▶ [DATASET]

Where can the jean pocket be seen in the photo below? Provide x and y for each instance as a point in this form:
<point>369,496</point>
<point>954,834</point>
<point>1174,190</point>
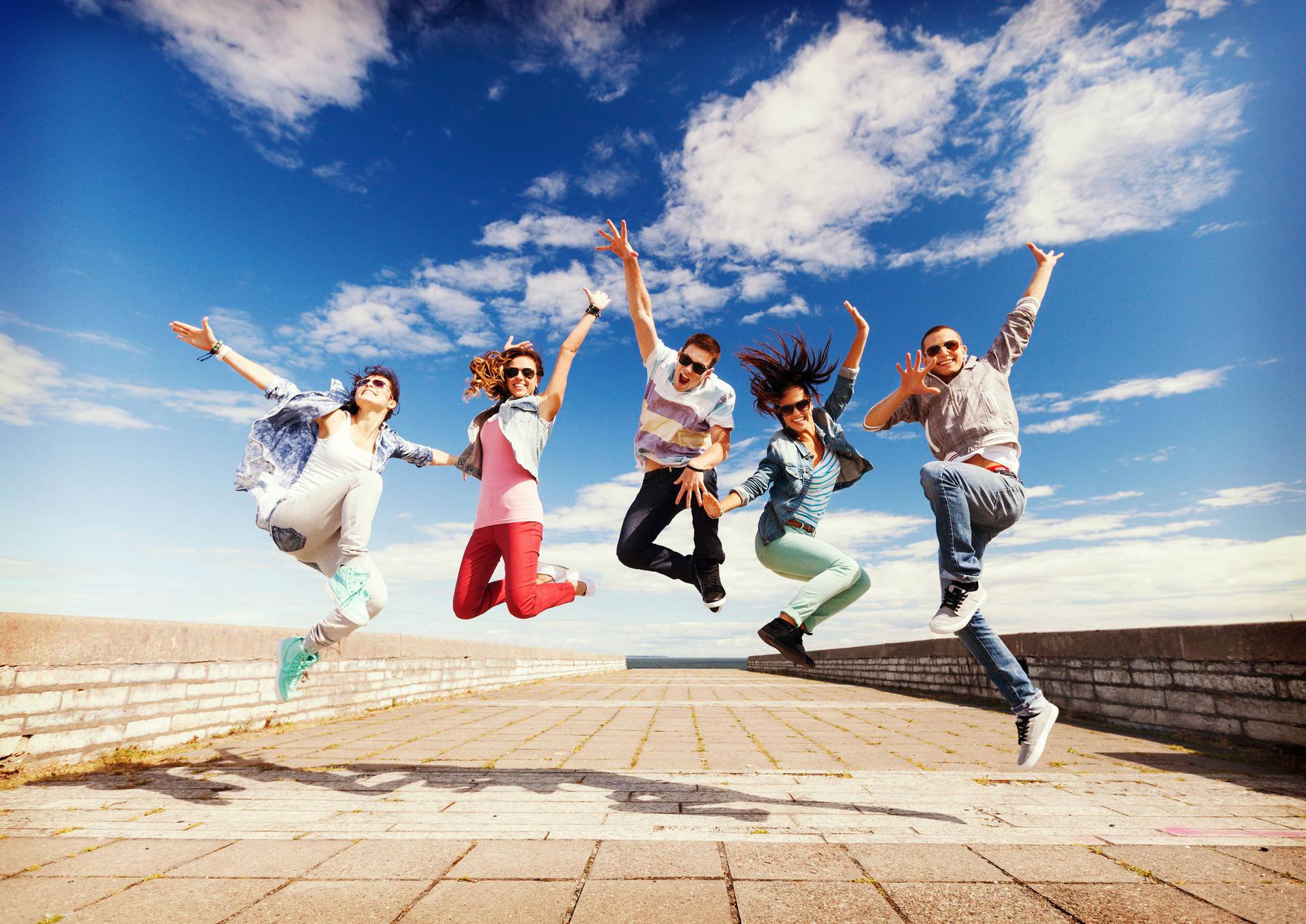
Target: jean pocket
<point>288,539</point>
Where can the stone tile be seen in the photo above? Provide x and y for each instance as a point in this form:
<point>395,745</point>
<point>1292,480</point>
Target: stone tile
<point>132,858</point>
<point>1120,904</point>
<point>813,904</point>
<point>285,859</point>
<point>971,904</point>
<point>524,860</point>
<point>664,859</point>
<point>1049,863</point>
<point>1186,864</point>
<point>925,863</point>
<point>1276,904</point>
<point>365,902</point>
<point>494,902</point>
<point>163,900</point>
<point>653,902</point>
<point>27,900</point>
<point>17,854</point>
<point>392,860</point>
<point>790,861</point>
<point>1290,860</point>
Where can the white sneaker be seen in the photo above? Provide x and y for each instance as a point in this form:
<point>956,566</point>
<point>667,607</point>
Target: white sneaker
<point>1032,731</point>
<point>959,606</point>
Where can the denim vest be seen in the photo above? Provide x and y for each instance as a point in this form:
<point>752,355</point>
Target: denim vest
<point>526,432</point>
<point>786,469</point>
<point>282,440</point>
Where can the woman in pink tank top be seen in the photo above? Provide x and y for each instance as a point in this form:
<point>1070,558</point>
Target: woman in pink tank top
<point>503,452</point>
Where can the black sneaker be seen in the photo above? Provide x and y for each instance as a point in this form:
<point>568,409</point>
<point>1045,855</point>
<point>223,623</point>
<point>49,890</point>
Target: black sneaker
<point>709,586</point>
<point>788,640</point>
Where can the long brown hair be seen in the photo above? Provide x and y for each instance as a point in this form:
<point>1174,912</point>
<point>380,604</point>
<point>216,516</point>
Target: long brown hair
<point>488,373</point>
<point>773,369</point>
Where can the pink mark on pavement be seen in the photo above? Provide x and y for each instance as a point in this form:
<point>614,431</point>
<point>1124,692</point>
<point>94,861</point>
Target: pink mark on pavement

▶ [EXERCISE DIRECTIONS] Rewrite every line of the items above as a Markdown table with the columns Row and Item line, skipping blank lines. Leave the pictures out of the table.

▶ [ANSWER TO THIS EXERCISE]
| Row | Item line |
|---|---|
| 1 | Where can the jean pocket be seen in the photo below? Provide x and y for each instance as a point in this form: |
| 2 | <point>369,496</point> |
| 3 | <point>954,834</point> |
| 4 | <point>1174,190</point> |
| 5 | Target: jean pocket |
| 6 | <point>288,539</point> |
| 7 | Where can the stone tile be seen in the photo above? Provide x and y for each instance as a point in this form: |
| 8 | <point>395,745</point> |
| 9 | <point>1292,480</point> |
| 10 | Target: stone tile |
| 11 | <point>132,858</point> |
| 12 | <point>1120,904</point> |
| 13 | <point>813,904</point> |
| 14 | <point>285,859</point> |
| 15 | <point>971,904</point> |
| 16 | <point>524,860</point> |
| 17 | <point>664,859</point> |
| 18 | <point>1049,863</point> |
| 19 | <point>1186,864</point> |
| 20 | <point>925,863</point> |
| 21 | <point>1276,904</point> |
| 22 | <point>365,902</point> |
| 23 | <point>494,902</point> |
| 24 | <point>163,900</point> |
| 25 | <point>653,902</point> |
| 26 | <point>27,900</point> |
| 27 | <point>17,854</point> |
| 28 | <point>392,860</point> |
| 29 | <point>790,861</point> |
| 30 | <point>1290,860</point> |
| 31 | Where can the white sneaker be seen in the photo above? Provide x and y for each instance as a point in this form: |
| 32 | <point>956,566</point> |
| 33 | <point>667,607</point> |
| 34 | Target: white sneaker |
| 35 | <point>1032,731</point> |
| 36 | <point>959,606</point> |
| 37 | Where can the denim vest be seen in the photo above? Provide x and y for each instance as a point in this form: |
| 38 | <point>752,355</point> |
| 39 | Target: denim vest |
| 40 | <point>526,432</point> |
| 41 | <point>786,469</point> |
| 42 | <point>282,440</point> |
| 43 | Where can the woman in pink tank top be seen in the photo above? Provide x and y for each instance as a point in this form: |
| 44 | <point>1070,558</point> |
| 45 | Target: woman in pink tank top |
| 46 | <point>503,452</point> |
| 47 | Where can the black sneaker be seen in the photo above? Provide x and y for each instance as a point in this form: |
| 48 | <point>568,409</point> |
| 49 | <point>1045,855</point> |
| 50 | <point>223,623</point> |
| 51 | <point>49,890</point> |
| 52 | Target: black sneaker |
| 53 | <point>709,586</point> |
| 54 | <point>788,640</point> |
| 55 | Where can the long brown hair be seen in the photo above? Provide x and y for each instance as a point in this form: |
| 56 | <point>1174,912</point> |
| 57 | <point>380,604</point> |
| 58 | <point>216,516</point> |
| 59 | Target: long brown hair |
| 60 | <point>488,373</point> |
| 61 | <point>773,369</point> |
| 62 | Where can the pink mark on pavement be seen in the photo above? Provide x and y for each instance as a point in this form: |
| 63 | <point>614,431</point> |
| 64 | <point>1124,692</point> |
| 65 | <point>94,861</point> |
| 66 | Target: pink mark on pavement |